== Exercise objective ==
Down to the last line, copy the records below without any change.

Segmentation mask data
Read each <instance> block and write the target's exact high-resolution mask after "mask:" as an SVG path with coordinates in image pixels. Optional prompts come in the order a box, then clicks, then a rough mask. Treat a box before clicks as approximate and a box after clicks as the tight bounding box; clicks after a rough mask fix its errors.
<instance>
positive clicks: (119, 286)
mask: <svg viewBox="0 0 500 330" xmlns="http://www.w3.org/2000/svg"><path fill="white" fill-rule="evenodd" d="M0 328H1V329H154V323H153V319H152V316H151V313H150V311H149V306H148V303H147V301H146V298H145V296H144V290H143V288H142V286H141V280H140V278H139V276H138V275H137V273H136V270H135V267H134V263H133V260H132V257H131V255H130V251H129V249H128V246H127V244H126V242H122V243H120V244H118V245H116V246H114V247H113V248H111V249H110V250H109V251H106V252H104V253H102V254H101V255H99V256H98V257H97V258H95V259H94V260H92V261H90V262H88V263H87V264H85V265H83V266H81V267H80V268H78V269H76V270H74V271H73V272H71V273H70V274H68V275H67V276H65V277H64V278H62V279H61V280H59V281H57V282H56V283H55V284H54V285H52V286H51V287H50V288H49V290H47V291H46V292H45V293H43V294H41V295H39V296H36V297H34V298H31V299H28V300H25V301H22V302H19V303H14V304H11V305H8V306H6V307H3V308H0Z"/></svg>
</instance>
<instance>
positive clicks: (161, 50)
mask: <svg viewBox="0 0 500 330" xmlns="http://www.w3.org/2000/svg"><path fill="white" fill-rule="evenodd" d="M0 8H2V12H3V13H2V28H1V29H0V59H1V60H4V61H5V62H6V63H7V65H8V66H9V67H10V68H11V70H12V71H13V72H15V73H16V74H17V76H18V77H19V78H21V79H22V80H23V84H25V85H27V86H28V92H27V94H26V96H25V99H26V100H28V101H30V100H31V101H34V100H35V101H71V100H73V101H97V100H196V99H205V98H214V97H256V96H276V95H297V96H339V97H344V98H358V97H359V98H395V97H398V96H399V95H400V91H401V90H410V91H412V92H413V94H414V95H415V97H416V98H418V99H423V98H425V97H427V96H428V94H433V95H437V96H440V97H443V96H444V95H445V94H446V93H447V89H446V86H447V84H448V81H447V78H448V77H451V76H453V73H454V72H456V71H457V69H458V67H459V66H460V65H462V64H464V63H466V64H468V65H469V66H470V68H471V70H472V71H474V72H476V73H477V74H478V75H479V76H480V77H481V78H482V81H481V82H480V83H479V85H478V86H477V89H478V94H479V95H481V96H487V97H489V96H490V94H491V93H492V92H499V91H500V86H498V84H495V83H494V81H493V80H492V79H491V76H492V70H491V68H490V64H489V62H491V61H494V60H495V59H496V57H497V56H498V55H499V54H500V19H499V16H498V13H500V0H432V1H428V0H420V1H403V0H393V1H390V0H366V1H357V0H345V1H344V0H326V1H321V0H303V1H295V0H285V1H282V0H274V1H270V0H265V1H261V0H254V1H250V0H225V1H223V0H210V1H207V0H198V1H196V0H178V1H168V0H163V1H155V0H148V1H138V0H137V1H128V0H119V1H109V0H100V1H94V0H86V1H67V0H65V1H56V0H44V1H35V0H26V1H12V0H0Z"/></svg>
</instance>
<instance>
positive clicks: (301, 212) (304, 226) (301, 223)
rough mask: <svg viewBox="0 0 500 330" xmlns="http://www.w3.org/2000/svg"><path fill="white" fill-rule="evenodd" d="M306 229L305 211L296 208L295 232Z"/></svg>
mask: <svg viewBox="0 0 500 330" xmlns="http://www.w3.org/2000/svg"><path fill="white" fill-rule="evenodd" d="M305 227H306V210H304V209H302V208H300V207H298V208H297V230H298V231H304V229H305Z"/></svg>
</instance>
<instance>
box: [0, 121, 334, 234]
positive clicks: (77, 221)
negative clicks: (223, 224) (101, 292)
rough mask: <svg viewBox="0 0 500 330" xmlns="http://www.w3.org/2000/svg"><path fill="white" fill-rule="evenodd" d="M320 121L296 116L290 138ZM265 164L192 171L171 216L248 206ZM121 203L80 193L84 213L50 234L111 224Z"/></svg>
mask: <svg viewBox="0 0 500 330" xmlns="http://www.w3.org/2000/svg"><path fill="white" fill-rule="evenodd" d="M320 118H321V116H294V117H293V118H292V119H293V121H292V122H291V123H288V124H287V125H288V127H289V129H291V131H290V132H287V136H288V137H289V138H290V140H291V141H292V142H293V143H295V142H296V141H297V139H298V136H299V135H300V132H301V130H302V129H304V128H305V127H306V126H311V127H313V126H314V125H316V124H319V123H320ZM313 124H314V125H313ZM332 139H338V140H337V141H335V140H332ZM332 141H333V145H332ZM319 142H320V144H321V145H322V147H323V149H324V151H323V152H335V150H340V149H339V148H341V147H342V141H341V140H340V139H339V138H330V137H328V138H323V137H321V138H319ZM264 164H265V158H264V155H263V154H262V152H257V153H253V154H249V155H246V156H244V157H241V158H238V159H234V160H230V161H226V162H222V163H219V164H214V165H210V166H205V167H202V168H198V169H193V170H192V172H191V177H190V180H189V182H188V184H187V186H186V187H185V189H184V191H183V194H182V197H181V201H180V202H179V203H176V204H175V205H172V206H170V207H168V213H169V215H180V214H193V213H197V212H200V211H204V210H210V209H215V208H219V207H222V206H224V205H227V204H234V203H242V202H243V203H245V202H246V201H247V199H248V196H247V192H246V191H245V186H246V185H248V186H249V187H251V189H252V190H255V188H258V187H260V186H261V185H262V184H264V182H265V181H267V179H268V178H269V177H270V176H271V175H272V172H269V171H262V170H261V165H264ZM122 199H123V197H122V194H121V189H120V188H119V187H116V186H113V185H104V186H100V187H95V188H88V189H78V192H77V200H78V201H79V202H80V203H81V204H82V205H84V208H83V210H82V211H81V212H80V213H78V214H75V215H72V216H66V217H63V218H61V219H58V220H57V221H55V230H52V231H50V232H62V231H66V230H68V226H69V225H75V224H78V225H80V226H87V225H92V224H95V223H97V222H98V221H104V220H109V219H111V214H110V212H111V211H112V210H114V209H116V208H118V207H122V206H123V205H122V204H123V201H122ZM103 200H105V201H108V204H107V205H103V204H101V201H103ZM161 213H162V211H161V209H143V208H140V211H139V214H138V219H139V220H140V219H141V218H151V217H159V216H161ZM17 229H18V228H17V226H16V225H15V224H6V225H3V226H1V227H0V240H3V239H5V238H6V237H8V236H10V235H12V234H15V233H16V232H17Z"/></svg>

== Output ==
Read each <instance> block and write the target's exact high-resolution mask after "mask:" as an SVG path with coordinates in image pixels. Optional prompts come in the order a box, then clicks, then a rough mask. Treat a box before clicks as approximate and a box after clicks as the tight bounding box; clicks after a rough mask fix its errors.
<instance>
positive clicks: (119, 286)
mask: <svg viewBox="0 0 500 330" xmlns="http://www.w3.org/2000/svg"><path fill="white" fill-rule="evenodd" d="M0 328H1V329H154V323H153V319H152V316H151V313H150V311H149V306H148V303H147V301H146V298H145V296H144V290H143V288H142V286H141V280H140V278H139V276H138V275H137V273H136V270H135V267H134V263H133V260H132V257H131V255H130V251H129V249H128V246H127V244H126V242H122V243H120V244H118V245H116V246H114V247H113V248H111V249H110V250H109V251H106V252H104V253H102V254H101V255H99V256H98V257H97V258H95V259H94V260H92V261H90V262H88V263H87V264H85V265H83V266H81V267H80V268H78V269H76V270H74V271H73V272H71V273H70V274H68V275H67V276H65V277H64V278H62V279H61V280H59V281H57V282H56V283H55V284H54V285H52V286H51V287H50V288H49V290H47V291H46V292H45V293H43V294H41V295H39V296H36V297H34V298H31V299H28V300H25V301H22V302H19V303H14V304H11V305H8V306H6V307H3V308H0Z"/></svg>
</instance>
<instance>
positive clicks: (161, 50)
mask: <svg viewBox="0 0 500 330" xmlns="http://www.w3.org/2000/svg"><path fill="white" fill-rule="evenodd" d="M0 8H2V12H3V13H2V28H1V29H0V59H1V60H4V61H5V62H6V63H7V65H8V66H9V67H10V68H11V70H12V71H13V72H15V73H16V74H17V76H18V77H19V78H21V79H22V80H23V84H25V85H27V86H28V92H27V94H26V96H25V99H26V100H28V101H30V100H31V101H34V100H35V101H71V100H73V101H97V100H196V99H205V98H214V97H256V96H276V95H297V96H339V97H344V98H358V97H359V98H395V97H398V96H399V95H400V91H401V90H410V91H412V92H413V94H414V95H415V97H416V98H418V99H423V98H425V97H427V96H428V94H433V95H437V96H440V97H443V96H444V95H445V94H446V93H447V89H446V86H447V84H448V81H447V78H448V77H451V76H453V73H454V72H456V71H457V69H458V67H459V66H460V65H462V64H464V63H466V64H468V65H469V66H470V68H471V70H472V71H474V72H476V73H477V74H478V75H479V76H480V77H481V78H482V81H481V82H480V83H479V85H478V86H477V89H478V94H479V95H481V96H487V97H489V96H490V94H491V93H492V92H499V91H500V86H498V84H495V83H494V81H493V80H492V79H491V76H492V70H491V68H490V64H489V62H491V61H494V60H495V59H496V57H497V56H498V55H499V54H500V19H499V16H498V13H500V0H432V1H428V0H420V1H403V0H393V1H390V0H366V1H357V0H345V1H344V0H326V1H321V0H303V1H295V0H285V1H282V0H274V1H270V0H265V1H261V0H254V1H250V0H225V1H223V0H210V1H207V0H198V1H196V0H178V1H168V0H163V1H155V0H148V1H138V0H137V1H128V0H119V1H109V0H100V1H94V0H86V1H67V0H65V1H56V0H44V1H35V0H26V1H12V0H0Z"/></svg>
</instance>
<instance>
positive clicks: (301, 212) (304, 226) (301, 223)
rough mask: <svg viewBox="0 0 500 330" xmlns="http://www.w3.org/2000/svg"><path fill="white" fill-rule="evenodd" d="M306 229L305 211L296 208L295 232Z"/></svg>
mask: <svg viewBox="0 0 500 330" xmlns="http://www.w3.org/2000/svg"><path fill="white" fill-rule="evenodd" d="M305 227H306V210H304V209H302V208H300V207H298V208H297V230H298V231H304V229H305Z"/></svg>
</instance>
<instance>
box: [0, 121, 334, 234]
positive clicks: (77, 221)
negative clicks: (223, 224) (101, 292)
rough mask: <svg viewBox="0 0 500 330" xmlns="http://www.w3.org/2000/svg"><path fill="white" fill-rule="evenodd" d="M320 121L296 116L290 138ZM265 164L192 171L171 216L248 206ZM121 203L80 193L84 213L50 234L111 224Z"/></svg>
mask: <svg viewBox="0 0 500 330" xmlns="http://www.w3.org/2000/svg"><path fill="white" fill-rule="evenodd" d="M320 118H321V116H294V117H293V118H292V119H293V121H292V122H291V123H288V124H287V125H288V127H289V129H291V131H290V132H287V136H288V137H289V138H290V140H291V141H292V142H293V143H295V142H296V141H297V139H298V136H299V135H300V132H301V130H302V129H304V128H305V127H306V126H311V127H313V126H314V125H316V124H319V123H320ZM313 124H314V125H313ZM332 139H338V140H337V141H335V140H332ZM332 141H333V145H332ZM319 142H320V144H321V145H322V147H323V149H324V151H323V152H335V150H340V149H339V148H341V147H342V141H341V140H340V139H339V138H330V137H328V138H323V137H321V138H319ZM264 164H265V158H264V155H263V154H262V152H257V153H253V154H249V155H246V156H244V157H241V158H238V159H234V160H230V161H226V162H222V163H219V164H214V165H210V166H205V167H202V168H198V169H193V170H192V172H191V177H190V180H189V182H188V184H187V186H186V187H185V189H184V191H183V194H182V197H181V201H180V202H179V203H176V204H175V205H172V206H170V207H168V213H169V215H180V214H193V213H197V212H200V211H204V210H210V209H215V208H219V207H222V206H224V205H227V204H234V203H242V202H243V203H245V202H246V201H247V199H248V196H247V192H246V191H245V186H246V185H248V186H249V187H251V189H252V190H255V188H258V187H260V186H261V185H262V184H264V182H265V181H267V179H268V178H269V177H270V176H271V175H272V172H269V171H262V170H261V165H264ZM122 199H123V197H122V194H121V189H120V188H119V187H116V186H113V185H104V186H100V187H95V188H88V189H78V192H77V200H78V201H79V202H80V203H81V204H82V205H84V208H83V210H82V211H81V212H80V213H78V214H75V215H72V216H66V217H63V218H61V219H58V220H57V221H55V230H52V231H50V232H62V231H66V230H68V226H69V225H75V224H78V225H80V226H87V225H92V224H95V223H97V222H98V221H104V220H109V219H111V214H110V212H111V211H112V210H114V209H116V208H118V207H122V206H123V205H122V204H123V201H122ZM103 200H105V201H108V204H107V205H103V204H101V201H103ZM161 213H162V211H161V209H143V208H140V211H139V214H138V219H139V220H140V219H141V218H151V217H159V216H161ZM17 229H18V228H17V226H16V225H15V224H6V225H3V226H1V227H0V240H3V239H5V238H6V237H8V236H10V235H12V234H15V233H16V232H17Z"/></svg>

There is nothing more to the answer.